- _Set tasks_
A. According to the article on WCW's downfall, by what time was everything positive WCW had achieved gone?
B. In the article on WCW's downfall, change "summer" to "winter" and write out the passage between "World Championship Wrestling" and "done things differently.", inclusive.
C. Pick up the article on WCW's downfall after its final paragraph and keep writing.

- _Article_
World Championship Wrestling was never supposed to be a failed company. The very thought that WCW could potentially die would have been unthinkable in the summer of 1996. WCW was, for a time in the 1990s, the top wrestling promotion in the world, one that had eclipsed the WWE to the point that it seems as if Vince McMahon and the WWE were going to lose the supposed “Monday Night War.” It is not a stretch to say that WWE would not exist as it does today had WCW done things differently.
Everything positive that WCW had achieved and contributed to the wrestling industry was gone by the time that the spring of 2001 rolled around. WCW became a product that was no longer desirable among those calling the shots for Turner Broadcasting and the company was swallowed up by McMahon and the WWE. The death of WCW was the end of more than just a promotion, as some wrestling fans who grew up watching the National Wrestling Alliance and WCW decided that they were going to tune out for good. WWE has never captured some of those fans and the wrestling industry has never been as hot as it was when WCW and the WWE were at their absolute bests.
There is no one big reason why WCW failed. One could reasonably say that there were far more than 15 reasons for why WCW failed as it did in only a few years. The truth of the matter is that WCW was a promotion that was run into the ground following years of poor decisions and also a lack of long-term vision. While WCW may have always been destined to fall to No. 2 behind the WWE, the company should still exist in some capacity as of the spring of 2016. That it doesn’t is a shame, as there has never been a real replacement for WCW since the company shut down for good 15 years ago.
15. Hiring Bret Hart
What probably seemed like a no-brainer in 1997, ultimately had a role in the demise of WCW. Had WCW never been willing to pay Bret Hart millions of dollars, The Montreal Screwjob may never have happened. Without Hart losing to Shawn Michaels in Montreal as he did, the Mr. McMahon character may never have seen the light of day. Steve Austin, thus, would not have had a heel authority figure to feud with beginning in 1998. What Eric Bischoff and others in WCW probably saw as a big win for the company actually provided the boost that the WWE desperately needed at the time.
The argument could be made that the biggest reason WCW failed was because the WWE became so successful. D-Generation X became the faces of The Attitude Era. The WWE did well to make Steve Austin and The Rock two of the biggest babyfaces in the history of the business. WWE pushed younger stars and presented matches such as “Hell in a Cell” and “Tables, Ladders and Chairs,” that were just better than what was being offered by WCW. As bad as WCW was from 1998 up through the spring of 2001, the company probably wouldn’t have failed if wrestling fans wouldn’t have had the WWE as an alternative.

- _Information given_
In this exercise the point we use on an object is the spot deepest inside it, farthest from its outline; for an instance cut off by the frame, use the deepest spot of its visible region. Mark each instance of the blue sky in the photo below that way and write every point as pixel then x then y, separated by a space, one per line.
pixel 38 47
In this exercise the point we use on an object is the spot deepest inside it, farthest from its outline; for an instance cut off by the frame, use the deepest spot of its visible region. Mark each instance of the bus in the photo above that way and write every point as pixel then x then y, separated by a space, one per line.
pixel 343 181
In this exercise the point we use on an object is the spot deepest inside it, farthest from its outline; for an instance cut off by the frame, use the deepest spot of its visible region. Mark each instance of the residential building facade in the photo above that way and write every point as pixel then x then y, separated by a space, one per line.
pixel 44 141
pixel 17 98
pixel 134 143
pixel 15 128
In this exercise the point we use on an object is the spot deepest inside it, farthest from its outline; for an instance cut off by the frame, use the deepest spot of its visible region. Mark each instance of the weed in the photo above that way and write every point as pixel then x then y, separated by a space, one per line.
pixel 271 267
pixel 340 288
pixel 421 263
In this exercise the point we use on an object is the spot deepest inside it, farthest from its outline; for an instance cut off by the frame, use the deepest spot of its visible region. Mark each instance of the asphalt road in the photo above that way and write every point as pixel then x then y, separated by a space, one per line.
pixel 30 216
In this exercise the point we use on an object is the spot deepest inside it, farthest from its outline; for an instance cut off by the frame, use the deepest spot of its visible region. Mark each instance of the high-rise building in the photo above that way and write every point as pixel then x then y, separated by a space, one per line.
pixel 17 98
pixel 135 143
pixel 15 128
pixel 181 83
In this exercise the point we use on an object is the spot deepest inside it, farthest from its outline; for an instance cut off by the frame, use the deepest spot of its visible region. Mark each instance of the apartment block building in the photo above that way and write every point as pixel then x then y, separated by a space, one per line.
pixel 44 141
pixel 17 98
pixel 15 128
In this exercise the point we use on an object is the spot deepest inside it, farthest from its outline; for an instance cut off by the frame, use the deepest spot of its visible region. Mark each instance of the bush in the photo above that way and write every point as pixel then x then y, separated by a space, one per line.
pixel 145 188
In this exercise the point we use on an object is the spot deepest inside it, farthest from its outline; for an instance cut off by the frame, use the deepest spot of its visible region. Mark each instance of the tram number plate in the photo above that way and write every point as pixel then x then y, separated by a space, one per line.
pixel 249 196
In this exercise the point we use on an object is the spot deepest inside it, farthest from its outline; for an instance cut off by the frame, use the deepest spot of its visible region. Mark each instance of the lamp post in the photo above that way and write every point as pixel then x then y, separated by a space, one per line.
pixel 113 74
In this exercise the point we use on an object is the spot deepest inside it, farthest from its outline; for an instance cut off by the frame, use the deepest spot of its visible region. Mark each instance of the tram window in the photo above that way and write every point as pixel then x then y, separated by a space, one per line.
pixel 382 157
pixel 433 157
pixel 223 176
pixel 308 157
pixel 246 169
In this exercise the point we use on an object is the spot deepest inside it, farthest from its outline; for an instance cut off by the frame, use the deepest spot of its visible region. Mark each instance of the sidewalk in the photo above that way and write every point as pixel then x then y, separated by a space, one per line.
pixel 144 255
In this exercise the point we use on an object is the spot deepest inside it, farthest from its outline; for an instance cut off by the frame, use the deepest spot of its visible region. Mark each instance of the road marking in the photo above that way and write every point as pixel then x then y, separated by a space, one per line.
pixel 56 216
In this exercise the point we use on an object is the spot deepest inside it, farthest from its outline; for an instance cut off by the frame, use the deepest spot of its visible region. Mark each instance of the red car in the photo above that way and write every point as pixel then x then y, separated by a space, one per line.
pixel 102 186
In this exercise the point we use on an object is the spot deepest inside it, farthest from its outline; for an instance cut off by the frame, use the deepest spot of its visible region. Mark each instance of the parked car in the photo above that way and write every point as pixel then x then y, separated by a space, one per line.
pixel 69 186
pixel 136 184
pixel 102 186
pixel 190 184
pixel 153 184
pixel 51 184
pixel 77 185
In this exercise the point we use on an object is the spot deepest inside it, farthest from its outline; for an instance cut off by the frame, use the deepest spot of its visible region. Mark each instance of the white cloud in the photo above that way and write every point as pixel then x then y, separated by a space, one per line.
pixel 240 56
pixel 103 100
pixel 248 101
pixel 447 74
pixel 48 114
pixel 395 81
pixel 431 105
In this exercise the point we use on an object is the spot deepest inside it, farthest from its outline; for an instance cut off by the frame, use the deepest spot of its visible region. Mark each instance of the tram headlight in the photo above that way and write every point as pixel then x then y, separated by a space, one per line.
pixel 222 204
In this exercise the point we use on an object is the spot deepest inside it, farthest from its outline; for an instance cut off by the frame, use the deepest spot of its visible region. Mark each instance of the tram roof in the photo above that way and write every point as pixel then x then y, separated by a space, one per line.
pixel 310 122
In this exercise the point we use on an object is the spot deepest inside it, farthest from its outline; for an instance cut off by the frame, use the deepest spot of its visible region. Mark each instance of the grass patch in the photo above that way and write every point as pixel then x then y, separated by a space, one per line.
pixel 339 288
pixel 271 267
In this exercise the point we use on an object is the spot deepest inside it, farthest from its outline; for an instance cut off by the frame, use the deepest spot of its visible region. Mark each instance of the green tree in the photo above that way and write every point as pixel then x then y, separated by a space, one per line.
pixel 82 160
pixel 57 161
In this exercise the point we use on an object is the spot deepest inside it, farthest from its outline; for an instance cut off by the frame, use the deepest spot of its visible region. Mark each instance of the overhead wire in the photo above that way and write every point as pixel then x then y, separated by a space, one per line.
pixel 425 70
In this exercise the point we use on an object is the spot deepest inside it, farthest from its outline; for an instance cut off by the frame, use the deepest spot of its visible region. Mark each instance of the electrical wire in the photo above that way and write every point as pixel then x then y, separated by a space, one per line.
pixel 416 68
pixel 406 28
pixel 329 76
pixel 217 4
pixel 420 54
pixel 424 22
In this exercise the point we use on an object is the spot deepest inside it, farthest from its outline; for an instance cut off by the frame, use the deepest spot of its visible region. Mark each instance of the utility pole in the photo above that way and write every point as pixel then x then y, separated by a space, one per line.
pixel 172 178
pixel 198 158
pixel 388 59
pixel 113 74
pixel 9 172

- _Results for the exercise_
A. By the spring of 2001.

B.
World Championship Wrestling was never supposed to be a failed company. The very thought that WCW could potentially die would have been unthinkable in the winter of 1996. WCW was, for a time in the 1990s, the top wrestling promotion in the world, one that had eclipsed the WWE to the point that it seems as if Vince McMahon and the WWE were going to lose the supposed “Monday Night War.” It is not a stretch to say that WWE would not exist as it does today had WCW done things differently.

C.
13. Crushing the Cruiserweight Division
There were two reasons why WCW was the best pro wrestling company in the world in the summer of 1996: The storyline involving the invasion of the New World Order and the cruiserweight division being responsible for the best televised wrestling matches in the United States. While WCW went on to push the nWo down the throats of fans for years, the company made the cruiserweight division an afterthought. Wrestlers such as Eddie Guerrero, Dean Malenko and Rey Mysterio were disrespected and wasted, and Guerrero and Mysterio proved in the WWE that they could draw money as main event wrestlers.
12. Heel Turns
There were two wrestlers WCW fans never wanted to see go heel: Sting, the face of the company and the ultimate good guy of WCW, and Goldberg. If only certain people within WCW would have realized this at the time. Both Sting and Goldberg were turned heel for portions of their WCW careers and those heel turns were disasters that upset fans and failed to generate revenue for the company. Neither Sting nor Goldberg could have saved WCW as babyfaces, but turning them heel was plain dumb. McMahon and the WWE clearly learned nothing from this, though, as that company turned Steve Austin heel in 2001. Whoops.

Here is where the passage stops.